*課題 1*
下に示す映画「Game Over」の紹介文のうち、「2019年6月14日公開のタ」で始まり「ン、パールヴァティーTなど。」で終わる部分を、一字も変えずに書き写すこと。
*課題 2*
映画「Game Over」の紹介文によれば、アムダーの母親はスワプナーにアムダーのどんな人柄を伝えたか答えること。

2019年6月14日公開のタミル語映画「Game Over」は、いわゆるタイムループ系映画である。題名の通り、ゲームに関係ある映画でもあり、少しだけ日本製のTVゲームもフィーチャーされている。
監督はアシュウィン・サラヴァナン。以前に「Maya」(2015年)を撮っており、本作が彼の監督第2作になる。主演はヒンディー語映画界で活躍するタープスィー・パンヌー。他に、ヴィノーディニー・ヴァイディヤナータン、アニーシュ・クルヴィラ、サンチャナー・ナタラージャン、ラーミヤー・スブラマニヤン、パールヴァティーTなど。
2017年、チェンナイ。女性アムダー(サンチャナー・ナタラージャン)は何者かに殺され、頭部を切断され、胴体は燃やされる。その後もチェンナイでは若い女性を狙った同様の殺人事件が続く。 2018年の年末。ゲームデザイナーのスワプナー(タープスィー・パンヌー)は、メイドのカーラーンマー(ヴィノーディニー・ヴァイディヤナータン)と共に暮らしていた。スワプナーは昨年末にレイプの被害に遭い、それ以来トラウマを抱えていた。スワプナーは暗闇恐怖症になり、しかも新年が過去の嫌な記憶を思い出すトリガーになっていた。また、左手の手首に彫ったハート型のタトゥーが疼くようにもなる。そんなスワプナーをカーラーンマーは献身的に支えていた。 スワプナーはタトゥーを彫ってくれたヴァルシャー(ラーミヤー・スブラマニヤン)に相談に行く。ヴァルシャーは、実は彼女のタトゥーには、アムダーの遺灰が誤って混ざってしまったと伝える。それを聞いてスワプナーは取り乱す。また、スワプナーがレイプされたときの写真がインターネットで出回っていることにも気付く。スワプナーは自殺未遂をするが一命を取り留める。しばらくスワプナーは車椅子生活をすることになった。 家で静養生活を送っているとき、アムダーの母親がスワプナーを訪ねてくる。彼女から、アムダーは癌を3回も克服した強い女性だったことを教えられる。 12月31日、スワプナーが目を覚ますと、左手首に彫ったハート型のタトゥーが3つに増えていることに気付く。その後、スワプナーは連続殺人犯の襲撃を受ける。スワプナーは為す術もなく殺されてしまうが、目を覚ますと無事だった。ふと左手首のタトゥーの数が2つに減っていた。もう一度チャンスを与えられたことを悟ったスワプナーは、警察に電話をし、カーラーンマーにも注意を促す。おかげで連続殺人犯を殺すことに成功するが、実は犯人は3人組だった。残りの2人にスワプナーは殺されてしまう。 3度目に目を覚ましたスワプナーは、今度は逃げるのではなく戦うことを決意し、自ら暗闇の中に身を潜め、連続殺人犯たちを撃退しようとする。カーラーンマーの活躍によりまず一人を焼死させるが、二人目に襲われ窮地に陥る。それでも二人で力を合わせて二人目を倒す。三人目にスワプナーは殺されそうになるが、ギリギリのところで相手の首をガラスの破片で切ることができた。

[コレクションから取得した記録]
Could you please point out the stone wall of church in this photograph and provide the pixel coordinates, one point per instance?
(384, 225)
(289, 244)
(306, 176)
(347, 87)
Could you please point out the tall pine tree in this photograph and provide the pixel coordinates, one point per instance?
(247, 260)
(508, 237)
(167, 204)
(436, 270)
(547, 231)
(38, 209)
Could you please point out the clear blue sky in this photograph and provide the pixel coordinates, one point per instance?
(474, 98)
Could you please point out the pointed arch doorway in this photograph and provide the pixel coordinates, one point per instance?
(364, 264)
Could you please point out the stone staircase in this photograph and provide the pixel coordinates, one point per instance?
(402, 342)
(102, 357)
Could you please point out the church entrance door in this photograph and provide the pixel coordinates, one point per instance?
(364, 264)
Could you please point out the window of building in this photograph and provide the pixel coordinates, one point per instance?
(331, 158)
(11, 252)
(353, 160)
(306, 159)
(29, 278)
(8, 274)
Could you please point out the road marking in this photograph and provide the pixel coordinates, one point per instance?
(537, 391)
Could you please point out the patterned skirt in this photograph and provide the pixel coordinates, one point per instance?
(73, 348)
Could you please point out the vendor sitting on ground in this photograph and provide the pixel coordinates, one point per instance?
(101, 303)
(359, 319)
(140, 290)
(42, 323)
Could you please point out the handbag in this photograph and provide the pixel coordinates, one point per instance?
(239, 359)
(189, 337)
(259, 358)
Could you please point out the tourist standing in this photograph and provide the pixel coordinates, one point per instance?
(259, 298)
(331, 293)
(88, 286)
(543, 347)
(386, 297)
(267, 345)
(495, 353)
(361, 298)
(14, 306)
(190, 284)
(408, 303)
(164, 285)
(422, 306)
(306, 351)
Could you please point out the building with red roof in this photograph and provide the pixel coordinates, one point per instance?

*課題の結果 1*
2019年6月14日公開のタミル語映画「Game Over」は、いわゆるタイムループ系映画である。題名の通り、ゲームに関係ある映画でもあり、少しだけ日本製のTVゲームもフィーチャーされている。
監督はアシュウィン・サラヴァナン。以前に「Maya」(2015年)を撮っており、本作が彼の監督第2作になる。主演はヒンディー語映画界で活躍するタープスィー・パンヌー。他に、ヴィノーディニー・ヴァイディヤナータン、アニーシュ・クルヴィラ、サンチャナー・ナタラージャン、ラーミヤー・スブラマニヤン、パールヴァティーTなど。

*課題の結果 2*
アムダーは癌を3回も克服した強い女性だった。